A Conversation with Hilary
Q: What was your journey to publication like?
Hilary: Long and twisty! I think that’s quite standard for authors. If I had to identify the reason why, it’s because there’s so much to learn about writing, storytelling, and the business side of things. Then, once you think you’ve learned something, a whole new scenario presents itself. I truly would not be where I am today without the strong, supportive, and knowledgeable writing community of Pennwriters.
Q: What or who was the inspiration for From Ashes the Song?
Hilary: From Ashes the Song was inspired by the real lives of three Italians who immigrated to Pennsylvania in the early 1900s—Pietro, Assunta, and Nandy. Assunta’s daughter, the late Irene Smylnycky, generously shared their stories with me, and gave me her blessing to fictionalize their lives to make a more compelling novel.
It was the perfect story for me to write at that time. When I moved to Pennsylvania in 2002, one of the things that fascinated me the most was the pride people still have in their coal-mining and ethnic heritage. And though I grew up in the UK, I’d lived in Italy for over a decade before moving to the US, so I could draw on my own experiences of settling into a new culture.
Q: Who is your favorite character in the book?
Hilary: Pietro, Assunta, and Nandy all hold a truly special place in my heart, choosing one would be like picking a favorite child, so I’m going to cheat and pick a favorite minor character, Mrs. Conati. In real life, she was of great support to Assunta. She reminds me of my British ex-pat friends in Italy. All far from home, we became a pseudo family, sharing special occasions and being each other’s support system. Mrs. Conati embodies this spirit beautifully, even though she had every reason not to.

Items from a data source:
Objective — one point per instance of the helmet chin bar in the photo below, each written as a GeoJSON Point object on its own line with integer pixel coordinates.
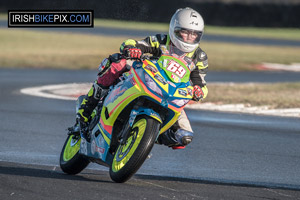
{"type": "Point", "coordinates": [186, 19]}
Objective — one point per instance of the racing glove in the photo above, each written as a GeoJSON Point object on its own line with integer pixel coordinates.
{"type": "Point", "coordinates": [132, 52]}
{"type": "Point", "coordinates": [199, 93]}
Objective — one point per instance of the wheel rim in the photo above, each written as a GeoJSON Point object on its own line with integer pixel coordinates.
{"type": "Point", "coordinates": [71, 148]}
{"type": "Point", "coordinates": [125, 151]}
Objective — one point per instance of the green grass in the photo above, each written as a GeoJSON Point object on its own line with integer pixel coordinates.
{"type": "Point", "coordinates": [276, 95]}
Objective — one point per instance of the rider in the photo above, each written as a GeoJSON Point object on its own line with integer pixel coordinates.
{"type": "Point", "coordinates": [185, 32]}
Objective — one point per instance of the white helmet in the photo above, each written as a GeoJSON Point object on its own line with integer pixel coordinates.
{"type": "Point", "coordinates": [186, 19]}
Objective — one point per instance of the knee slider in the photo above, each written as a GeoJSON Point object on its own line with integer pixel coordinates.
{"type": "Point", "coordinates": [184, 137]}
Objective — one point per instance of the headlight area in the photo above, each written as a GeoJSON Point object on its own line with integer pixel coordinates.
{"type": "Point", "coordinates": [152, 85]}
{"type": "Point", "coordinates": [180, 102]}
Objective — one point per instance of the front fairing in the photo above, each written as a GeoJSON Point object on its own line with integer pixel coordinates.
{"type": "Point", "coordinates": [172, 79]}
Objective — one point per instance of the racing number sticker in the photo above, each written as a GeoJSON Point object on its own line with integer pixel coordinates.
{"type": "Point", "coordinates": [176, 68]}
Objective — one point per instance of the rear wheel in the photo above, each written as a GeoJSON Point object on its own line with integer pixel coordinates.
{"type": "Point", "coordinates": [130, 156]}
{"type": "Point", "coordinates": [71, 162]}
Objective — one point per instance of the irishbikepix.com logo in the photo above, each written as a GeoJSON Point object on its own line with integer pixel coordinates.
{"type": "Point", "coordinates": [17, 18]}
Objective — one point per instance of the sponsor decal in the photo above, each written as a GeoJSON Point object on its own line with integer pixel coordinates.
{"type": "Point", "coordinates": [160, 79]}
{"type": "Point", "coordinates": [172, 84]}
{"type": "Point", "coordinates": [190, 91]}
{"type": "Point", "coordinates": [59, 18]}
{"type": "Point", "coordinates": [151, 68]}
{"type": "Point", "coordinates": [182, 92]}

### Requirement
Reproduce the interview word for word, from "Q: What or who" up to and including "more compelling novel.".

### Reply to the task
Q: What or who was the inspiration for From Ashes the Song?
Hilary: From Ashes the Song was inspired by the real lives of three Italians who immigrated to Pennsylvania in the early 1900s—Pietro, Assunta, and Nandy. Assunta’s daughter, the late Irene Smylnycky, generously shared their stories with me, and gave me her blessing to fictionalize their lives to make a more compelling novel.